=== Work to be completed ===
Convert the records from the line containing "target: curly dark hair | mode: bbox" through the line containing "target: person seated", both ends included, into a JSON list of strings with one string per line and no blank lines.

- - -

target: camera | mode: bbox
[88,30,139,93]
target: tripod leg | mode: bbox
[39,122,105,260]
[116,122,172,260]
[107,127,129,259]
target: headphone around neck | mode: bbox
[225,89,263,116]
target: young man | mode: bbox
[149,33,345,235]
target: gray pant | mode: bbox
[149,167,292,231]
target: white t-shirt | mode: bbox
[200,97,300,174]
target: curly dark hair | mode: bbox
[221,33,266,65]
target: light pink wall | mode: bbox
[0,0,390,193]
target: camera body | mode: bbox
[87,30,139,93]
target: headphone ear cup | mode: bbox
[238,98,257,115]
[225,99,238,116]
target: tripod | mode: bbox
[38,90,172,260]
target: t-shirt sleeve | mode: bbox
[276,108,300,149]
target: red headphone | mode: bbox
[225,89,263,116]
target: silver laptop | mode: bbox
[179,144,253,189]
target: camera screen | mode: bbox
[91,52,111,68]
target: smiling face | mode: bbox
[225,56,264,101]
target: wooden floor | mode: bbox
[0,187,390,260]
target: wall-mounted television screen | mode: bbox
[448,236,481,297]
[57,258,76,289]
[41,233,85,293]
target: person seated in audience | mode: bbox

- - -

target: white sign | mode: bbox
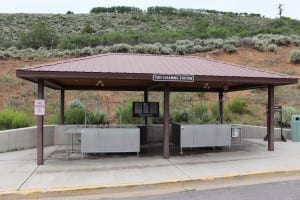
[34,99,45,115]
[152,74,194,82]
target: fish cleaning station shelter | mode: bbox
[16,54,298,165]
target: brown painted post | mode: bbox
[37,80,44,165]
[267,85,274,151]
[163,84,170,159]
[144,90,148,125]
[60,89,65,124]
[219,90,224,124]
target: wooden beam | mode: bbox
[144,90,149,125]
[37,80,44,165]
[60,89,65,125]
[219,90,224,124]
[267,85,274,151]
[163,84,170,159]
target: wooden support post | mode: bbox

- - -

=== Complete output ===
[
  "target: curly dark hair | mode: bbox",
  "[221,33,266,65]",
  "target: light pink wall | mode: bbox",
  "[0,0,390,193]",
  "target: camera body | mode: bbox",
  "[87,30,139,93]",
  "target: headphone ear cup | mode: bbox",
  "[238,98,257,115]",
  "[225,99,238,116]",
  "target: tripod | mode: bbox",
  "[38,90,172,260]",
  "target: t-shirt sleeve | mode: bbox",
  "[276,108,300,149]",
  "target: red headphone | mode: bbox",
  "[225,89,263,116]",
  "target: silver laptop | mode: bbox",
  "[179,144,253,189]",
  "target: camera screen | mode: bbox",
  "[91,52,111,68]",
  "target: smiling face | mode: bbox",
  "[225,56,264,101]",
  "target: wooden floor | mode: bbox",
  "[0,187,390,260]",
  "target: wall-mounted television screen | mode: bbox",
  "[448,236,481,297]",
  "[57,258,76,289]",
  "[41,233,85,293]",
  "target: person seated in audience | mode: bbox"
]